* START ROWS *
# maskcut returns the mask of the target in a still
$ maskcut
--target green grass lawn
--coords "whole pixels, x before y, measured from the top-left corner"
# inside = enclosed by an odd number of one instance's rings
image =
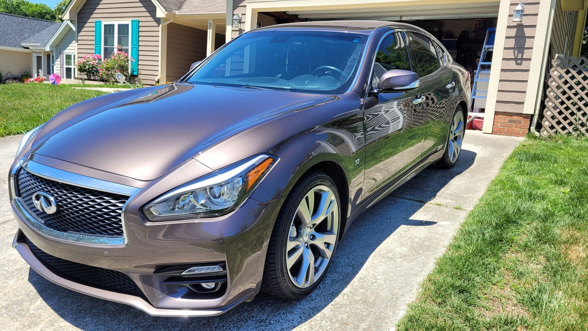
[[[517,147],[398,329],[588,330],[588,139]]]
[[[24,133],[74,104],[105,94],[73,86],[0,85],[0,137]]]

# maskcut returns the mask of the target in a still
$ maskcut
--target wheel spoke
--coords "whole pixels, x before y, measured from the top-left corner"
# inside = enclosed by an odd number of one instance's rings
[[[457,127],[453,130],[453,137],[460,135],[462,134],[462,129],[463,127],[463,122],[462,121],[459,121],[459,123],[457,125]]]
[[[330,260],[331,255],[333,254],[333,251],[331,250],[331,247],[333,247],[332,245],[319,244],[315,246],[316,246],[319,251],[320,252],[320,257],[325,260]]]
[[[461,150],[461,147],[460,147],[459,144],[457,141],[453,141],[453,149],[455,150],[455,156],[457,157],[459,155],[459,152]]]
[[[312,240],[312,242],[316,243],[317,245],[325,243],[328,244],[335,244],[337,240],[337,235],[333,233],[332,231],[313,232],[312,234],[315,236],[315,239]]]
[[[288,267],[289,270],[292,267],[292,266],[293,266],[295,263],[298,262],[300,256],[302,256],[302,253],[303,251],[304,247],[301,245],[296,249],[292,250],[292,251],[287,253],[288,256],[286,257],[286,266]]]
[[[302,246],[302,240],[299,237],[296,238],[288,238],[288,242],[286,243],[286,250],[288,251],[290,251],[290,250],[294,247],[300,247]]]
[[[312,216],[310,224],[316,224],[320,223],[326,217],[335,207],[335,196],[333,192],[329,190],[320,193],[320,201],[319,202],[319,208],[316,213]]]
[[[310,192],[300,201],[298,208],[296,211],[296,215],[302,221],[302,227],[306,227],[310,223],[312,210],[315,208],[314,192]]]
[[[306,287],[315,282],[315,256],[308,247],[304,247],[303,250],[302,263],[294,279],[300,287]]]

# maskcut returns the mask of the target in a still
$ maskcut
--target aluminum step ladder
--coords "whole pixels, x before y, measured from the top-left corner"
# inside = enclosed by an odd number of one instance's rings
* END ROWS *
* _WRITTEN EXERCISE_:
Reproduce the data verbatim from its first line up to and including the line containing "[[[24,133],[74,104],[105,94],[73,86],[0,85],[0,137]]]", omitting the pictures from your answer.

* _CORRECT ANSWER_:
# maskcut returns the mask of the target in a still
$ maskcut
--target green grass lawn
--coords "whole pixels, x before y, measured from the top-left corner"
# inside = enclosed by an odd number of one instance's rings
image =
[[[517,147],[398,329],[588,330],[588,139]]]
[[[24,133],[74,104],[105,94],[73,86],[0,85],[0,137]]]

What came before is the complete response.